Output every record below exactly as it appears.

········

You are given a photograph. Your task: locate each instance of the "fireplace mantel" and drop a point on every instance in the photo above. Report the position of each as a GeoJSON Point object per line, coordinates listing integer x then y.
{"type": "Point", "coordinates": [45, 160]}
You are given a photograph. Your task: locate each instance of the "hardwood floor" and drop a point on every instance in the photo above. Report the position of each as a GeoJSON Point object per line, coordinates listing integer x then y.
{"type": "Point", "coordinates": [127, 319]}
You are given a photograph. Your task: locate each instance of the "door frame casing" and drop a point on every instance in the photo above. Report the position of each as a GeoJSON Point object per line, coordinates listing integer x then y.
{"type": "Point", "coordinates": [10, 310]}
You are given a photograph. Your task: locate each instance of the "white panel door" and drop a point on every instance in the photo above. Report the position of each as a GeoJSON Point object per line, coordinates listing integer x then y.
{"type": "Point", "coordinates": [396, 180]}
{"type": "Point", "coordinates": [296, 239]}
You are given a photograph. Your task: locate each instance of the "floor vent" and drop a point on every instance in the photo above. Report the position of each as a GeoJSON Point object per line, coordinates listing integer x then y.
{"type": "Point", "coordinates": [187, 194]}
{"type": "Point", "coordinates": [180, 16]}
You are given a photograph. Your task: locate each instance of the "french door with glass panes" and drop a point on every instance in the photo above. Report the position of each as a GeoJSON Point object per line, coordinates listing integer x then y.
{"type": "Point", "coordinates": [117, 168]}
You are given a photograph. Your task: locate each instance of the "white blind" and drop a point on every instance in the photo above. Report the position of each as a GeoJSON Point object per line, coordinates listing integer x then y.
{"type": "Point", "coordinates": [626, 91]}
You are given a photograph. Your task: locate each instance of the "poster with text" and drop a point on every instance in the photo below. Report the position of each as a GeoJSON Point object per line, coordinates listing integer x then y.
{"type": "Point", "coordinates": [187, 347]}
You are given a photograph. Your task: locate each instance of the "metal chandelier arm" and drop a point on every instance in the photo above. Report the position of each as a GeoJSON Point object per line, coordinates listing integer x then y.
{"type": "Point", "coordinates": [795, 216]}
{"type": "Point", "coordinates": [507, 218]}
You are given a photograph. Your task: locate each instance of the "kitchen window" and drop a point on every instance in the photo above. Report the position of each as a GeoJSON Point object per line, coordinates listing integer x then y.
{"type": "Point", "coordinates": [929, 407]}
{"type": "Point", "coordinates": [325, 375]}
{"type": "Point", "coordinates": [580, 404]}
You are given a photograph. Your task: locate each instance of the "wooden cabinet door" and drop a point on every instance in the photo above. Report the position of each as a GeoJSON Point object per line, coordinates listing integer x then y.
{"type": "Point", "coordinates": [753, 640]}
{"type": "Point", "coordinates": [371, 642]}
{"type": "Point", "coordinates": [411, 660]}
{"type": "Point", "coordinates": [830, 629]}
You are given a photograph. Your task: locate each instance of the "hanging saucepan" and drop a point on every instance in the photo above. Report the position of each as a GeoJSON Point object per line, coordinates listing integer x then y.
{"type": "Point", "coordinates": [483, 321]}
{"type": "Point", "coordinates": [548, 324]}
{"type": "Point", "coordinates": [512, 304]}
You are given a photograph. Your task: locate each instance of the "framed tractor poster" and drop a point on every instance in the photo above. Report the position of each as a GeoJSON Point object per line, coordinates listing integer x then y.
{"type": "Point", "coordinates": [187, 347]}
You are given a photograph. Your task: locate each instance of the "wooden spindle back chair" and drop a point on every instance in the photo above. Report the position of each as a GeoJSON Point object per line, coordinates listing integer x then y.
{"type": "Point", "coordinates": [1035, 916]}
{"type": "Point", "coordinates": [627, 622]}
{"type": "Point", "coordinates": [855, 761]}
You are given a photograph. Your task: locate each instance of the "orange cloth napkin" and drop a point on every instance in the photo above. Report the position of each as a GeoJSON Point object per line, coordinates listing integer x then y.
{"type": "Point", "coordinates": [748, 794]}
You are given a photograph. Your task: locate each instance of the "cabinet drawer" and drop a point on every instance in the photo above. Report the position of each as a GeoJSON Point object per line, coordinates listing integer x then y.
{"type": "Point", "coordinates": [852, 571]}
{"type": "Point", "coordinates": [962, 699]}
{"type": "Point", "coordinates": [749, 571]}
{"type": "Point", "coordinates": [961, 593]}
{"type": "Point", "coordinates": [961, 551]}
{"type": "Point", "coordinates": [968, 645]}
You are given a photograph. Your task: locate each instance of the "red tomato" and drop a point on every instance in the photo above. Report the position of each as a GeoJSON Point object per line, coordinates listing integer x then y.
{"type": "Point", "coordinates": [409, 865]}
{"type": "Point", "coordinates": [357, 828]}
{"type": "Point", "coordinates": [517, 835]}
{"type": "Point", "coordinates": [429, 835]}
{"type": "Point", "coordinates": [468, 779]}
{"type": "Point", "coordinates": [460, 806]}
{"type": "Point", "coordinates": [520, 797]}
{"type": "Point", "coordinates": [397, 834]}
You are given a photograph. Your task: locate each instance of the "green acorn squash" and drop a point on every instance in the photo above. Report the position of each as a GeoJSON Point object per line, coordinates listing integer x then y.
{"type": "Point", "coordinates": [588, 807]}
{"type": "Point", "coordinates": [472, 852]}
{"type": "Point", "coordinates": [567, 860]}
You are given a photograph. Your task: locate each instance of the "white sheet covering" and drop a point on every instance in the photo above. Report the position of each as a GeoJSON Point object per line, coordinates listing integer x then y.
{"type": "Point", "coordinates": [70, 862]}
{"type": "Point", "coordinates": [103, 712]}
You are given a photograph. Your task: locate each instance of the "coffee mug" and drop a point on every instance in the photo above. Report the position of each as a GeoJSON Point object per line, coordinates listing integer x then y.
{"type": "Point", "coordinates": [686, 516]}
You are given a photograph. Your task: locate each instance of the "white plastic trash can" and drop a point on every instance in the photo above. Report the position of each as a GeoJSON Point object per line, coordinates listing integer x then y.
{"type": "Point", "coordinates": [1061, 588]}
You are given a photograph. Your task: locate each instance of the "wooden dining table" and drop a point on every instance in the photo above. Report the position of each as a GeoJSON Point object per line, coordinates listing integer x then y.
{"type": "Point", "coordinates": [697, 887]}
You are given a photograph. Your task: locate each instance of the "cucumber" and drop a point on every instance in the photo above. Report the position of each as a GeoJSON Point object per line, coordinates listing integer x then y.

········

- Full answer -
You are given a photograph. Your task: locate each instance of the "fireplace mantel" and drop a point on every instance in the photo above. Report the position of each as a GeoJSON Point object per line, coordinates listing integer x then y.
{"type": "Point", "coordinates": [45, 160]}
You are given a photograph. Your task: locate each instance of the "hardwood floor" and drop a point on every instance in the photo above. Report the position of each as a GeoJSON Point object per line, coordinates listing integer x then y.
{"type": "Point", "coordinates": [127, 319]}
You are given a photograph. Your task: locate each instance of the "door frame casing" and drop a point on every instance in the photo above. Report the position of each as a GeoJSON Point object per line, coordinates listing integer x then y.
{"type": "Point", "coordinates": [10, 310]}
You are given a photograph. Your task: locate each instance of the "white panel door" and drop a point on every instance in the photo above. Report the position of each as a GeoJSON Point object per line, coordinates listing integer x then y.
{"type": "Point", "coordinates": [396, 180]}
{"type": "Point", "coordinates": [296, 239]}
You are given a photograph. Your task: locate each instance of the "floor vent" and drop a point on every instance in the photo above. Report the position of each as a GeoJSON Point object per line, coordinates listing integer x then y.
{"type": "Point", "coordinates": [187, 194]}
{"type": "Point", "coordinates": [180, 16]}
You are given a photograph. Your task: locate each instance of the "french door with glass panes" and drop a point on every instance in the photo above. Report the position of each as a GeoJSON Point object per line, coordinates listing integer x then y.
{"type": "Point", "coordinates": [117, 168]}
You are given a photograph. Your task: locate each instance of the "white blind" and drop a point on every instance in the photo above. Report the position of each as a GeoJSON Point object per line, coordinates listing integer x then y.
{"type": "Point", "coordinates": [626, 91]}
You are given a photograph. Your task: locate each instance of the "poster with text" and drop a point on every instance in the photo below. Report the position of each as a GeoJSON Point object per line, coordinates listing integer x then y.
{"type": "Point", "coordinates": [187, 347]}
You are given a photograph. Your task: locate each instance of the "metal chandelier arm" and drop a point on every instance in the photo above. Report the position of each as a GeoJSON Point object per line, coordinates listing integer x then y.
{"type": "Point", "coordinates": [795, 216]}
{"type": "Point", "coordinates": [507, 218]}
You are given a photograph. Your task: locate each instance of the "kitchen window" and drop a point on every instance in the photo above. Report the position of each as a GeoJSON Point object per line, coordinates listing integer x then y.
{"type": "Point", "coordinates": [929, 407]}
{"type": "Point", "coordinates": [325, 375]}
{"type": "Point", "coordinates": [580, 404]}
You are given a photograph. Your task: locate each instance of the "wooden cabinet door" and drop a point on every instance in the photo above. Report the position of each as a GeoJSON Point object per line, coordinates listing integer x then y.
{"type": "Point", "coordinates": [753, 640]}
{"type": "Point", "coordinates": [371, 642]}
{"type": "Point", "coordinates": [411, 660]}
{"type": "Point", "coordinates": [830, 629]}
You are given a photograph. Your task: locate each instance of the "hanging saucepan" and drop a point on every instance in the photo above. Report the position of each as a GeoJSON Point object per line, coordinates listing integer x then y.
{"type": "Point", "coordinates": [483, 321]}
{"type": "Point", "coordinates": [548, 324]}
{"type": "Point", "coordinates": [512, 304]}
You are given a photograph. Your task: locate each instance of the "framed tractor poster" and drop a point on every instance in the photo above. Report the position of each as a GeoJSON Point object per line, coordinates listing integer x then y.
{"type": "Point", "coordinates": [187, 347]}
You are given a photograph. Your task: locate each instance of the "wooden spindle back chair" and drop a point on every instance in the photo above. Report the position of each as a GeoJSON Point object per line, coordinates listing integer x then y.
{"type": "Point", "coordinates": [1035, 916]}
{"type": "Point", "coordinates": [627, 622]}
{"type": "Point", "coordinates": [855, 761]}
You are given a photograph. Your task: locate each instance of the "orange cloth napkin" and drop a point on every instance in the photo above. Report the position of each as a GeoJSON Point object per line, coordinates listing integer x then y.
{"type": "Point", "coordinates": [748, 794]}
You are given a photograph. Your task: locate each instance of the "cabinet drawer" and drop a point on every instance in the photo above. Report the position of each as a GeoJSON Point object per line, coordinates listing integer x then y.
{"type": "Point", "coordinates": [852, 571]}
{"type": "Point", "coordinates": [962, 699]}
{"type": "Point", "coordinates": [749, 571]}
{"type": "Point", "coordinates": [961, 593]}
{"type": "Point", "coordinates": [961, 551]}
{"type": "Point", "coordinates": [968, 645]}
You are given a photograph. Your task: locate each instance of the "red tomato" and drop a point on every instance in the photo above. Report the position of each as a GeoJSON Point object per line, coordinates listing integer x then y.
{"type": "Point", "coordinates": [409, 865]}
{"type": "Point", "coordinates": [357, 828]}
{"type": "Point", "coordinates": [517, 835]}
{"type": "Point", "coordinates": [429, 835]}
{"type": "Point", "coordinates": [468, 779]}
{"type": "Point", "coordinates": [460, 806]}
{"type": "Point", "coordinates": [520, 797]}
{"type": "Point", "coordinates": [397, 834]}
You are given a photograph. Your task: locate each instance of the "green acorn squash" and drop a point on every instance in the photo above. Report the position of each as a GeoJSON Point object per line, coordinates listing integer x then y.
{"type": "Point", "coordinates": [588, 807]}
{"type": "Point", "coordinates": [472, 852]}
{"type": "Point", "coordinates": [567, 860]}
You are given a photograph. Your task: locate each instance of the "white sheet covering" and drop a point on every instance in the photo above. Report the position of each as a GeoJSON Point object per line, coordinates listing integer x then y.
{"type": "Point", "coordinates": [70, 862]}
{"type": "Point", "coordinates": [103, 712]}
You are given a photograph. Your task: locate each instance of the "coffee mug" and drop a point on every instance in the photo above. Report the position of each as a GeoJSON Point object per line, coordinates listing integer x then y.
{"type": "Point", "coordinates": [686, 516]}
You are given a photograph. Your task: locate each instance of the "white plastic trash can" and drop a point on every instance in the photo above. Report the position of each as a GeoJSON Point object per line, coordinates listing integer x then y.
{"type": "Point", "coordinates": [1061, 588]}
You are given a photograph. Your task: locate each instance of the "wooden dining table" and drop a point on every instance in the photo above. Report the position of each as a GeoJSON Point object per line, coordinates listing integer x then y.
{"type": "Point", "coordinates": [697, 887]}
You are given a photograph. Your task: locate each instance of the "cucumber" and drop a point on every instance in the photo above. Report the position of each as a GeoJSON Point object per line, coordinates listing integer x then y.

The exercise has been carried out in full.